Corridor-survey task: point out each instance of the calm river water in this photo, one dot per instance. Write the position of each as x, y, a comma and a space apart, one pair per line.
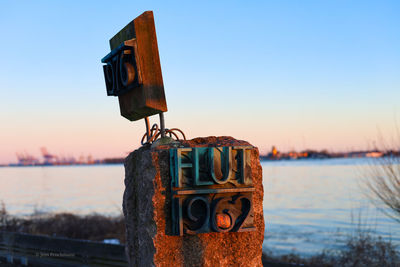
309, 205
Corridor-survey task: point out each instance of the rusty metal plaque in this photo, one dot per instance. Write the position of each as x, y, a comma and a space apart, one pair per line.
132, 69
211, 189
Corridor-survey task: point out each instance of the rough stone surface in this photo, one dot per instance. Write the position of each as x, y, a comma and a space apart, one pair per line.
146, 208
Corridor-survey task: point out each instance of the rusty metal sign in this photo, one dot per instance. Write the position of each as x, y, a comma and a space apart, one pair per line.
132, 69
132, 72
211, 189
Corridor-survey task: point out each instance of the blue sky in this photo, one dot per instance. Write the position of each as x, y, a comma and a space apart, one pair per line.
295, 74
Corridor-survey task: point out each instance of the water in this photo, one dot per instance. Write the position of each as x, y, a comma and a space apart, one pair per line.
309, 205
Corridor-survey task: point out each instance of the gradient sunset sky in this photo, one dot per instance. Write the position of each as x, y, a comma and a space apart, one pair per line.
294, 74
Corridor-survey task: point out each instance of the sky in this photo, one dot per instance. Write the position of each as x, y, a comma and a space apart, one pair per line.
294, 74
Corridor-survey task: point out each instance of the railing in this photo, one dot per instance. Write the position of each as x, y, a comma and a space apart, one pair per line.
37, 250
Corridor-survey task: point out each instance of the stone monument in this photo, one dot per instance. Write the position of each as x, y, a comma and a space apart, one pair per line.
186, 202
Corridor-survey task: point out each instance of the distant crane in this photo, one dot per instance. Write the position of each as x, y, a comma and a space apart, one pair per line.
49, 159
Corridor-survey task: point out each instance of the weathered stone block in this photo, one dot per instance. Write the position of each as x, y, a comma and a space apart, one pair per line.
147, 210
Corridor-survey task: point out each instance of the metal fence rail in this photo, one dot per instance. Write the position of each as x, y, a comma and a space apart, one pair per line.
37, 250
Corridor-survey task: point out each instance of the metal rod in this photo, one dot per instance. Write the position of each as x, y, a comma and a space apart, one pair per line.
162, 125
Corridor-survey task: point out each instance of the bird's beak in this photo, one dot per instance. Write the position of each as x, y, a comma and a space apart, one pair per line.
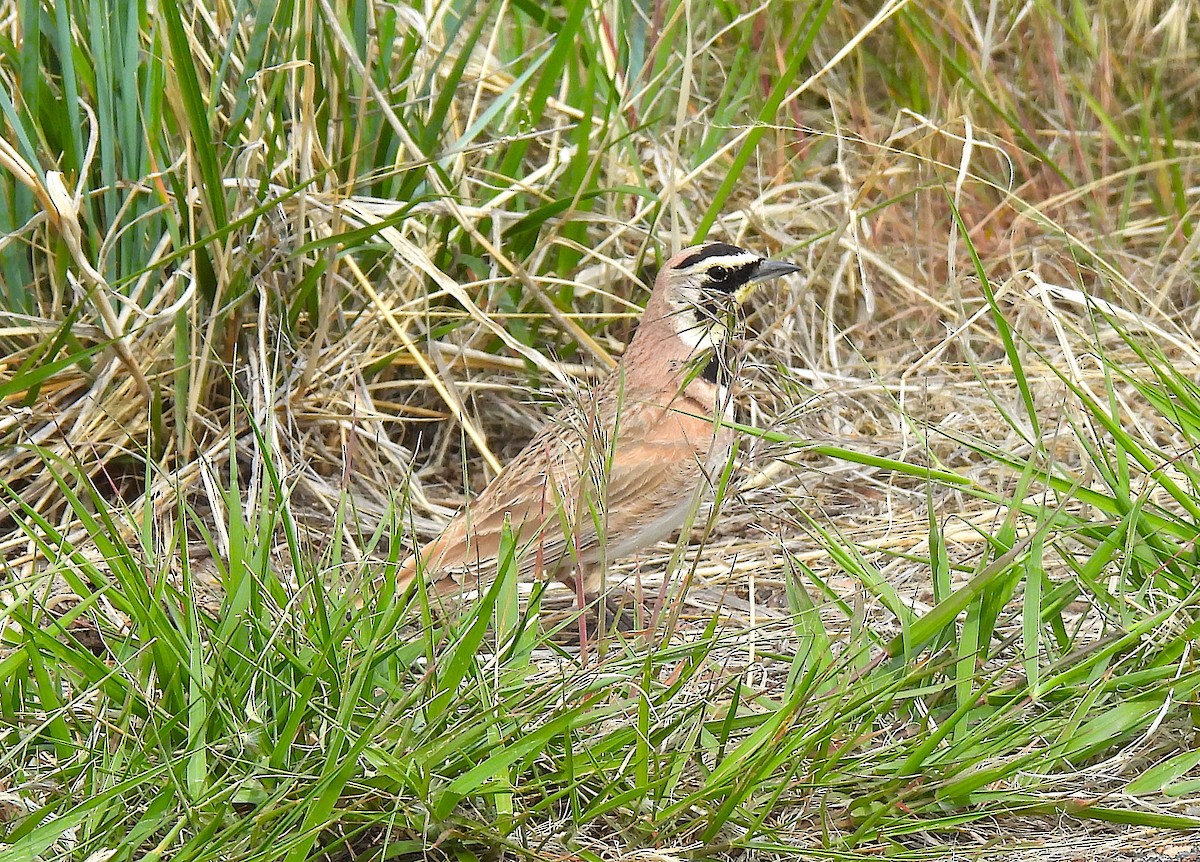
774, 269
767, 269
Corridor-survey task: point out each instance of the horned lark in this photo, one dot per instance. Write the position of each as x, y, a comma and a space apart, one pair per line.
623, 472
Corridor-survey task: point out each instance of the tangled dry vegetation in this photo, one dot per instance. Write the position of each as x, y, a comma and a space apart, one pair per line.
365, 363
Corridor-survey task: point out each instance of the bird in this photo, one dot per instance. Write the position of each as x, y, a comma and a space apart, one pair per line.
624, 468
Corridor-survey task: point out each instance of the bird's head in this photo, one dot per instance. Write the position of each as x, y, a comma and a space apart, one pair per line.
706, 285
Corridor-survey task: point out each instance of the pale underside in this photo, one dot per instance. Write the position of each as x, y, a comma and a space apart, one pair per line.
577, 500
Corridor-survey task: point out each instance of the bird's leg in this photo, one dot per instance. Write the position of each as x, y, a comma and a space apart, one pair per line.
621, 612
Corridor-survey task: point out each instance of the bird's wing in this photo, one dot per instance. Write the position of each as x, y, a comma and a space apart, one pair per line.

What is asked:
Rescale the part of the data above that opens with the line containing "Corridor-survey task: point out each instance of the bird's leg" and closes with the final line of the data, both ends included. Reproduce every line of that part, requests included, multiplying each coordinate in the answers by 0.2 and rounding it to a whole number, with halves rounded up.

Result of the task:
Corridor-survey task: point out each instance of the bird's leg in this photo, one dot per instance. Write the position of each as x, y, a comma and a space apart, one pair per line.
124, 122
Corridor-survey task: point out each instance of the bird's wing in this photo, one dot per instance. Write the position of each as x, y, a comma and a space apart, one pair per line.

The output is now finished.